**EXERCISE INSTRUCTIONS:** Output every line below exactly.

**SUPPLIED RECORDS:**
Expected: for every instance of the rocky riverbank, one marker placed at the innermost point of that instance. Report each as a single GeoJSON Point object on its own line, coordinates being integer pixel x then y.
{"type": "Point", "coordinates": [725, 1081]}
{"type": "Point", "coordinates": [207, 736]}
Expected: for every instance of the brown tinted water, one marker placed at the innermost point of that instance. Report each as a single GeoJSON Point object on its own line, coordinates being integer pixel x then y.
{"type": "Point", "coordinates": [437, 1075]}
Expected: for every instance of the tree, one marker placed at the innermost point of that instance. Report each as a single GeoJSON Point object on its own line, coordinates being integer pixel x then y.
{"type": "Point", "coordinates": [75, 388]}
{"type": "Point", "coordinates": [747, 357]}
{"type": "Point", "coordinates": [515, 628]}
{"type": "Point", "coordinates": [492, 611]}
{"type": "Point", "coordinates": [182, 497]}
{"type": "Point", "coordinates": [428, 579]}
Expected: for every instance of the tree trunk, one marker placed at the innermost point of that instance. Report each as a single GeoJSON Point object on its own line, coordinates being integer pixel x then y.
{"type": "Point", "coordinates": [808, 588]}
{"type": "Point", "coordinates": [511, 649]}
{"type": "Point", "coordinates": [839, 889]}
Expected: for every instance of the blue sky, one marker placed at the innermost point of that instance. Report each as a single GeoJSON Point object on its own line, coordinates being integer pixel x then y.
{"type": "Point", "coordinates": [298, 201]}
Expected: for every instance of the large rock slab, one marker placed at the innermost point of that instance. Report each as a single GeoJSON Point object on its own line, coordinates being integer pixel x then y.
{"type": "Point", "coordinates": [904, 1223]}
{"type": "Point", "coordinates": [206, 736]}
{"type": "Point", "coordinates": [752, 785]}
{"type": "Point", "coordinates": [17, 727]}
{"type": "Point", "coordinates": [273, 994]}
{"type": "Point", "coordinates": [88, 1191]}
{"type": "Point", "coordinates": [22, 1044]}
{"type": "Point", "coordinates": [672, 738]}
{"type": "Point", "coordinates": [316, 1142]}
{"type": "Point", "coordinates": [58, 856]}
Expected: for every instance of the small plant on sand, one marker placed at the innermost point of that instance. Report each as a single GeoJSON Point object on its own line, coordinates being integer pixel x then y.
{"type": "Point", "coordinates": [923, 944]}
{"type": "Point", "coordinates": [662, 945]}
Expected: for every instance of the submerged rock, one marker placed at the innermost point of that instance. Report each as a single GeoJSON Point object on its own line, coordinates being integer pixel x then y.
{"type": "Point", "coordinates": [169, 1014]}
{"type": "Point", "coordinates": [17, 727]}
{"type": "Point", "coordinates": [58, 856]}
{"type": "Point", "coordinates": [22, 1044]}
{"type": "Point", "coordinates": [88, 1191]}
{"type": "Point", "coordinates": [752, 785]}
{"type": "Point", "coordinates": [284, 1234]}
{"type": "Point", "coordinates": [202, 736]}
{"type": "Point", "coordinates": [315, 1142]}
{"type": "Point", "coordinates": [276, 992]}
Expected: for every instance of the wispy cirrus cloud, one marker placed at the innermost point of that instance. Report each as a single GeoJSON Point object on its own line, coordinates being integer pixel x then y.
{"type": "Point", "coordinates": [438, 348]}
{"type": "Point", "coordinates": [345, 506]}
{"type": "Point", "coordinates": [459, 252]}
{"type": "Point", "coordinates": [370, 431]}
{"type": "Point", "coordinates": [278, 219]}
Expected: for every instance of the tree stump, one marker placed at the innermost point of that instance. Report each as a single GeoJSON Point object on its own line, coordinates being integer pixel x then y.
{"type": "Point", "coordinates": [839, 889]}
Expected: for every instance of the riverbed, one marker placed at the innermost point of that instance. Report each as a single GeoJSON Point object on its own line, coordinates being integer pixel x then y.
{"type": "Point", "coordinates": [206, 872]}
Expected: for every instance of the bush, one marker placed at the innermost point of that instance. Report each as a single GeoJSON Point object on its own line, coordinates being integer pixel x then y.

**TASK RESULT:**
Expected: for every instance of the rocky riverbank, one marker placed at the innermost point of that instance. Report each as a single GeoJSON Point object on its own line, coordinates being integer pixel x then y.
{"type": "Point", "coordinates": [725, 1081]}
{"type": "Point", "coordinates": [207, 736]}
Expected: for every instance of the brown tinted water, one marker placed at the innermost point of that instance. Report each as a single GeoJSON Point object on its own line, coordinates being integer pixel x then y.
{"type": "Point", "coordinates": [437, 1075]}
Expected: for every instance of the tree, one marker placed at the innermost point of that instance. Report each as a single GeoJSON Point object on its own line, coordinates being integer pixel x then y.
{"type": "Point", "coordinates": [75, 388]}
{"type": "Point", "coordinates": [747, 357]}
{"type": "Point", "coordinates": [515, 628]}
{"type": "Point", "coordinates": [492, 611]}
{"type": "Point", "coordinates": [182, 497]}
{"type": "Point", "coordinates": [428, 579]}
Expected: for every instance of the tree trunk, one marker placed at the innermost point of that instance. Report each as a single GeoJSON Point object on its own line, coordinates being integer pixel x then y.
{"type": "Point", "coordinates": [808, 588]}
{"type": "Point", "coordinates": [511, 649]}
{"type": "Point", "coordinates": [839, 889]}
Expected: for every instance of the blue sky, one marker placed at the innermost point of that instance. Report each as a single GeoJSON Point object on its own line, coordinates being integer pixel x then y.
{"type": "Point", "coordinates": [298, 201]}
Expected: for every instance of the large rock slab, one marker placed at the innermost point of that instance. Report each as a single GeoJSON Point object on its own line, coordinates being integer pixel x then y.
{"type": "Point", "coordinates": [904, 1223]}
{"type": "Point", "coordinates": [206, 736]}
{"type": "Point", "coordinates": [752, 785]}
{"type": "Point", "coordinates": [17, 727]}
{"type": "Point", "coordinates": [273, 994]}
{"type": "Point", "coordinates": [88, 1191]}
{"type": "Point", "coordinates": [22, 1044]}
{"type": "Point", "coordinates": [672, 738]}
{"type": "Point", "coordinates": [316, 1142]}
{"type": "Point", "coordinates": [58, 856]}
Expected: for every instance of the small plant on sand, one marker placed at the innermost point of that instance. Report each as a single GeoJSON Point object on its own line, coordinates being integer pixel x then y.
{"type": "Point", "coordinates": [923, 944]}
{"type": "Point", "coordinates": [662, 945]}
Expected: for every instance of the submerged rock, one marker placed at the innermost point of that instance. Report each as a single GeoJSON Point object on its own line, coordinates being integer pixel x then y.
{"type": "Point", "coordinates": [169, 1014]}
{"type": "Point", "coordinates": [17, 727]}
{"type": "Point", "coordinates": [58, 856]}
{"type": "Point", "coordinates": [22, 1044]}
{"type": "Point", "coordinates": [88, 1191]}
{"type": "Point", "coordinates": [752, 785]}
{"type": "Point", "coordinates": [284, 1234]}
{"type": "Point", "coordinates": [202, 736]}
{"type": "Point", "coordinates": [315, 1142]}
{"type": "Point", "coordinates": [276, 992]}
Expected: for every instance of the wispy cirrus cloud, one marker placed at the innermost point of that instance. Report each as a single GeoJSON Point object on its own line, coordinates being integer pixel x then y.
{"type": "Point", "coordinates": [438, 348]}
{"type": "Point", "coordinates": [345, 506]}
{"type": "Point", "coordinates": [459, 252]}
{"type": "Point", "coordinates": [370, 431]}
{"type": "Point", "coordinates": [278, 219]}
Expected: for every instance of the tree stump, one marker placed at the innermost point of that instance. Report each as a single GeoJSON Point object on its own line, coordinates being integer pixel x then y.
{"type": "Point", "coordinates": [839, 889]}
Expected: for every instance of the riverbed, one marker placed at the innermost point of that instance. Report each as a single GeoJSON Point object on its own line, coordinates being integer pixel x then y.
{"type": "Point", "coordinates": [206, 872]}
Expected: for every instance of the bush, one marker placed at the innermost point of that instance. Report each as a single GeoJSON Point object on its own line, coordinates being integer pixel x then y.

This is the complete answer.